Please copy out each line of the entries in which "below" appears.

• Dataset records:

·····

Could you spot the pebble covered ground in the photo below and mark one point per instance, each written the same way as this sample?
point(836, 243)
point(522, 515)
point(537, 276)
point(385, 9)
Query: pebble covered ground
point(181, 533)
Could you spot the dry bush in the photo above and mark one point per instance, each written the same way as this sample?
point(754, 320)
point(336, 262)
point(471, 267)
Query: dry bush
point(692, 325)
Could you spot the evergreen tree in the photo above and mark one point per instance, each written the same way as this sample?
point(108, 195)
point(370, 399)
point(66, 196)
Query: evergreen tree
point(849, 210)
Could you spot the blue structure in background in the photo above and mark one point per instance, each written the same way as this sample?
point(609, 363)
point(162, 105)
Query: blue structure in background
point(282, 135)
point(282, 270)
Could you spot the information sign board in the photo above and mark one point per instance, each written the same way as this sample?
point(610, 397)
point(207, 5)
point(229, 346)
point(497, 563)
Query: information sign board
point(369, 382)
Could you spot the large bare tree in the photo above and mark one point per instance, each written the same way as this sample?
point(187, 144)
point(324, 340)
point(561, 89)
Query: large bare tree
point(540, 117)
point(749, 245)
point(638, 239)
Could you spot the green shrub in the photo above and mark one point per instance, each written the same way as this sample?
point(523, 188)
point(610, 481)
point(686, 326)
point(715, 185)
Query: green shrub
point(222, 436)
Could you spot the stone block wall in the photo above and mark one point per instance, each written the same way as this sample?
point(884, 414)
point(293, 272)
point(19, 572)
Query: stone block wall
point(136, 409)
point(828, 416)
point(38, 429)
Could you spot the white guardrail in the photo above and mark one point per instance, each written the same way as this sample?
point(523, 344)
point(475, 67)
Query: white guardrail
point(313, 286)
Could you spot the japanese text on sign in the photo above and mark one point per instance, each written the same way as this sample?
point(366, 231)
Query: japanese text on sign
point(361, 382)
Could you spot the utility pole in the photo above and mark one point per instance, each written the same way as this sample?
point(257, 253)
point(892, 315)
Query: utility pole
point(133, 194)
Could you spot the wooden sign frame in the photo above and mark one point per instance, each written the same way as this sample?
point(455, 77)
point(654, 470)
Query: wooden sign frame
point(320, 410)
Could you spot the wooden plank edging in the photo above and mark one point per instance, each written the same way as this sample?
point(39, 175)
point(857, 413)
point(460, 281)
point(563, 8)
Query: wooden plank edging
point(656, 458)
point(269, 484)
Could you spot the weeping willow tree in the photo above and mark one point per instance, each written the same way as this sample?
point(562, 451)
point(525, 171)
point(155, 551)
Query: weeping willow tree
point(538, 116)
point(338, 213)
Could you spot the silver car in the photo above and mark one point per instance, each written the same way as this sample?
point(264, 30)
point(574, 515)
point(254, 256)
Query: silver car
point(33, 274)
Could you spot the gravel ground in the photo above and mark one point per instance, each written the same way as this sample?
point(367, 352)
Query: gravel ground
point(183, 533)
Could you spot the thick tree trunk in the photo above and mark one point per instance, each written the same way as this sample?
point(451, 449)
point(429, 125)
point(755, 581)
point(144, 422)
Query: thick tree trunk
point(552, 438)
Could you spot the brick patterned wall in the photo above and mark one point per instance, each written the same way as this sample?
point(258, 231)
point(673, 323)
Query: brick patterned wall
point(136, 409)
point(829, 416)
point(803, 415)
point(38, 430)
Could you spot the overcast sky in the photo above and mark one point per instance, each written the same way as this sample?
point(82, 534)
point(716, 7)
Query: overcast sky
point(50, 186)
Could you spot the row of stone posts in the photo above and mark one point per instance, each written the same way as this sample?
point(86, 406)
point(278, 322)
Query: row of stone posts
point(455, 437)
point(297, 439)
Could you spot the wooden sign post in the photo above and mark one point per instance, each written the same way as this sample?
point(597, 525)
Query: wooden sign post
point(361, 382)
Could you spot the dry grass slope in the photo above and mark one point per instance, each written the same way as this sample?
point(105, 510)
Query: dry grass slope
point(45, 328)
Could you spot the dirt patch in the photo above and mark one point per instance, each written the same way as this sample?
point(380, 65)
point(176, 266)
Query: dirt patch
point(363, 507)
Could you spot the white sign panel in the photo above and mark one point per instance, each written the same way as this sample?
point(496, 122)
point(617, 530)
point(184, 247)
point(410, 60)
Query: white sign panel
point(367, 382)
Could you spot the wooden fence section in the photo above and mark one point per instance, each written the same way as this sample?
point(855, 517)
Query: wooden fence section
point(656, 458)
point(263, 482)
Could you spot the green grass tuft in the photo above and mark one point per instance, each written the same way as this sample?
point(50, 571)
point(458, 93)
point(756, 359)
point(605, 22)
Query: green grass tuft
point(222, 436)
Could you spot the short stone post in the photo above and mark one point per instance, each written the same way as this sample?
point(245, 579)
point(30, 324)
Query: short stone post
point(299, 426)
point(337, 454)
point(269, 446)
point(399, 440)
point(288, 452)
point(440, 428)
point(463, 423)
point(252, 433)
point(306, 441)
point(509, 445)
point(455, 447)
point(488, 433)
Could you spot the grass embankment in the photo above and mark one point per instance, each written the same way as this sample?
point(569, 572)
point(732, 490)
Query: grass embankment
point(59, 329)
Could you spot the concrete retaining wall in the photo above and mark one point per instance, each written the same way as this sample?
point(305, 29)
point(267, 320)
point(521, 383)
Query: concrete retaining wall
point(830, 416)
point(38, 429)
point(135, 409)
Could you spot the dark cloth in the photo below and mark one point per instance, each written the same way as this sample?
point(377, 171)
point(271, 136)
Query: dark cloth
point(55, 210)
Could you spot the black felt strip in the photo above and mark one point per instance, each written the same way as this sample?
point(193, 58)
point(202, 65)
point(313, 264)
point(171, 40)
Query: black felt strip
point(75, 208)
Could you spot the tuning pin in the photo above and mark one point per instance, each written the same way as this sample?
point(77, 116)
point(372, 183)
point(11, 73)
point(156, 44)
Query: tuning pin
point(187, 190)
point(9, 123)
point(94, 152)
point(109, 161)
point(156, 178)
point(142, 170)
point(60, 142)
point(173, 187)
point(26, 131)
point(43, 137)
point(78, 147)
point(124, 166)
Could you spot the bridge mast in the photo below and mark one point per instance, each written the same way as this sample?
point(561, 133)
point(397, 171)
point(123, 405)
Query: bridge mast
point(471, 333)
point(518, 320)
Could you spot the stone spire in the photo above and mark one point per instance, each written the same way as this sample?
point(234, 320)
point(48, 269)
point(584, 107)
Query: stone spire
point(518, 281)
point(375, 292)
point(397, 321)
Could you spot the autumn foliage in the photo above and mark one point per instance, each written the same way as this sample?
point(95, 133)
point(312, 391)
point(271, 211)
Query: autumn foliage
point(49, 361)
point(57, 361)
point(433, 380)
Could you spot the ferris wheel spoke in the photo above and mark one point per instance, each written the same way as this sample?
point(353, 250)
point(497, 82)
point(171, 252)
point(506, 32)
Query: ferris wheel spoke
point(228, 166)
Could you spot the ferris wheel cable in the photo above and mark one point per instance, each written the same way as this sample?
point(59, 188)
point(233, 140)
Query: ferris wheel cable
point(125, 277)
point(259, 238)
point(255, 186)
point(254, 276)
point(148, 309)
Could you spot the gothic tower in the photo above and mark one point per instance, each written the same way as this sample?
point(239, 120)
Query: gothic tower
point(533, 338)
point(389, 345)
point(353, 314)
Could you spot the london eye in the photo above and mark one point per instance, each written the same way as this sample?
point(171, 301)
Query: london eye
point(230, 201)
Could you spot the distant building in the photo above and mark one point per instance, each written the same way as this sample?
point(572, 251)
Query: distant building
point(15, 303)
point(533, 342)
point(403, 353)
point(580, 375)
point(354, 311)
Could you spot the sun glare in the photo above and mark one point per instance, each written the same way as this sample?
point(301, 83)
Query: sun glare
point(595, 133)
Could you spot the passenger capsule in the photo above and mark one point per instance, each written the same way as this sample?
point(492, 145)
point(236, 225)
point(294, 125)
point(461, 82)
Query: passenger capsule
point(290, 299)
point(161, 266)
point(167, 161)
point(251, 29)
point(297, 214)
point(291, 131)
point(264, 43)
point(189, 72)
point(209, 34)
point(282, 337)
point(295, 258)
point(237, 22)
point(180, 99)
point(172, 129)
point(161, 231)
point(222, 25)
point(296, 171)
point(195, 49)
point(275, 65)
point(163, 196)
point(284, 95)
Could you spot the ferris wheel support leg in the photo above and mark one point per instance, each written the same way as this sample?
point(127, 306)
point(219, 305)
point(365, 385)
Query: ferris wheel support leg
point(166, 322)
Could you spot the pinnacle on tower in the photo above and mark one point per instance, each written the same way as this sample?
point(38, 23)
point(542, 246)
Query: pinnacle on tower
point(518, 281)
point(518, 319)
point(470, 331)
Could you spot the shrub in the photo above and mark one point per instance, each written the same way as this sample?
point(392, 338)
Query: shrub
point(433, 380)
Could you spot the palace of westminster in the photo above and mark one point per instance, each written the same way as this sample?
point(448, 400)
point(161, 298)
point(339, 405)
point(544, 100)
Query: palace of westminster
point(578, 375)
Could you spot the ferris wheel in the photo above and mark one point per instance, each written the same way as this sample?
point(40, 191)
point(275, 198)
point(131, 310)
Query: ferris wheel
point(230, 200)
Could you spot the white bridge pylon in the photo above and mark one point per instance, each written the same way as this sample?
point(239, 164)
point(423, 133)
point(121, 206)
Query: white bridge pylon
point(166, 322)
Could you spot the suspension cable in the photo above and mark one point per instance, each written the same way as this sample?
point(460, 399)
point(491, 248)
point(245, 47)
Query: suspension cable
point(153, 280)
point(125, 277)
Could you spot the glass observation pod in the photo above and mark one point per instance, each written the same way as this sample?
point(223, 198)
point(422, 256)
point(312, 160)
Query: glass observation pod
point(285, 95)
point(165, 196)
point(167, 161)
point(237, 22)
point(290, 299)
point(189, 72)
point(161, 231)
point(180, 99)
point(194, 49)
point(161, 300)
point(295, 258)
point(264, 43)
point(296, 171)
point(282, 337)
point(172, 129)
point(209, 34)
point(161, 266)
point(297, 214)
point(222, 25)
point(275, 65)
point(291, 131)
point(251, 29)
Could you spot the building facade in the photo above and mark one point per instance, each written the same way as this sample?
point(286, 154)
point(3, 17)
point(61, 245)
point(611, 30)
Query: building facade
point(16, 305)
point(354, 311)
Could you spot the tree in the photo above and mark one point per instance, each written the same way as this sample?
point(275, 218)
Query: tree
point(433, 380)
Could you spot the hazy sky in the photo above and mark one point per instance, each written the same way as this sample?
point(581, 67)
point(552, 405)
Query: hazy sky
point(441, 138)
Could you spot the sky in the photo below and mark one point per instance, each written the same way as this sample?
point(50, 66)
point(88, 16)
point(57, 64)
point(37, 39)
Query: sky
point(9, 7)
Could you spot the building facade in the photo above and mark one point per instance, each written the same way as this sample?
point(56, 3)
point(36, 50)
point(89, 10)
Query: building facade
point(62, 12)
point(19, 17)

·····

• Written reply:
Could you spot the pebble covered ground in the photo below and mark one point per instance, each written the same way as this sample?
Could you spot the dark cloth in the photo below and mark one point per instance, each written the same way as this sample?
Could you spot the bridge mast in the photo below and mark one point per instance, each written the same way as this sample?
Could you spot the sky in the photo below and mark one point per instance, each written the same way as this sample?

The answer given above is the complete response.